--- start of EXTRACT ---

Splitting the meat of a proposal from the trivial details.

Reinier Zwitserloot reinier at zwitserloot.com
Thu Apr 16 03:51:28 PDT 2009


If Coin did effectively take 3 months, that's all the more reason to  
open up coin-dev for the complete 3 month timespan!

By restricting discussion to the shortlist after a month and a week, a  
lot of interesting but not relevant chatter about proposals that  
definitely won't make the grade anyway can be weeded out. At times I  
felt the coin discussion turned needlessly specific for early stage  
proposals, and yet for other proposals, the idle banter on vague  
proposals was distracting from finalizing the details on something  
like ARM.


  --Reinier Zwitserloot



On Apr 16, 2009, at 06:35, Joseph D. Darcy wrote:

> Reinier Zwitserloot wrote:
>> Actually, Joe has repeatedly turned down proposals because they  
>> were  laughably incomplete,
>
> Quite so!

--- end of EXTRACT ---
--- start of RECORD SET ---

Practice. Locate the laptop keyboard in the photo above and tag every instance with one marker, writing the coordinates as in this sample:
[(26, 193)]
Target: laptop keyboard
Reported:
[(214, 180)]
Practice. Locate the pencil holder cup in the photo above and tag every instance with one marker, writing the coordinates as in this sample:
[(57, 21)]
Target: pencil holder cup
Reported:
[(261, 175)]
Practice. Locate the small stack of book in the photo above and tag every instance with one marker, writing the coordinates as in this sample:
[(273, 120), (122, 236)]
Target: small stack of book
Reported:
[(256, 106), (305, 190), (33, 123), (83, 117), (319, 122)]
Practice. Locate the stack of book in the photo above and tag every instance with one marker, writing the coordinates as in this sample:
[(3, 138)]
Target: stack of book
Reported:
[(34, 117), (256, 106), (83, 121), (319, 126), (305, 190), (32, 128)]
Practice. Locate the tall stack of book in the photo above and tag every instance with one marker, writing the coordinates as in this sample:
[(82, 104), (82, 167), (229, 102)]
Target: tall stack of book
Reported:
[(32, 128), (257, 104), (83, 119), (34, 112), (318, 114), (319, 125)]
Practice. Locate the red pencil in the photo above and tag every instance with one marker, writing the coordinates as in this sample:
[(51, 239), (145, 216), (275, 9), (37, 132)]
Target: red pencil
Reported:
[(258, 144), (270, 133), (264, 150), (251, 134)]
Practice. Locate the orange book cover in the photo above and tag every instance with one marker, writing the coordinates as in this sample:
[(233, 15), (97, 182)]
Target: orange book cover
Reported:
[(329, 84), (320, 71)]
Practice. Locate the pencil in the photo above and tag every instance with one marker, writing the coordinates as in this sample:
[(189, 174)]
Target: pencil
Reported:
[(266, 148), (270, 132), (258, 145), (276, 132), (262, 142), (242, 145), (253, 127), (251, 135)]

--- end of RECORD SET ---

GOAL 1: In the mailing list message, replace "timespan" with "period" and give the passage from "Splitting the meat" to "3 month timespan!".
GOAL 2: Summarize the mailing list message in two sentences.
The lines are not required for this exercise.

FINAL RESULT 1:
Splitting the meat of a proposal from the trivial details.

Reinier Zwitserloot reinier at zwitserloot.com
Thu Apr 16 03:51:28 PDT 2009


If Coin did effectively take 3 months, that's all the more reason to  
open up coin-dev for the complete 3 month period!

FINAL RESULT 2: The writer argues that if Coin effectively took three months, coin-dev should be open for that whole period, with discussion restricted to the shortlist after a month and a week so that chatter about proposals that will not make the grade can be weeded out. He felt that the discussion sometimes became needlessly specific for early-stage proposals, while idle banter on vague proposals distracted from finalizing the details of proposals such as ARM.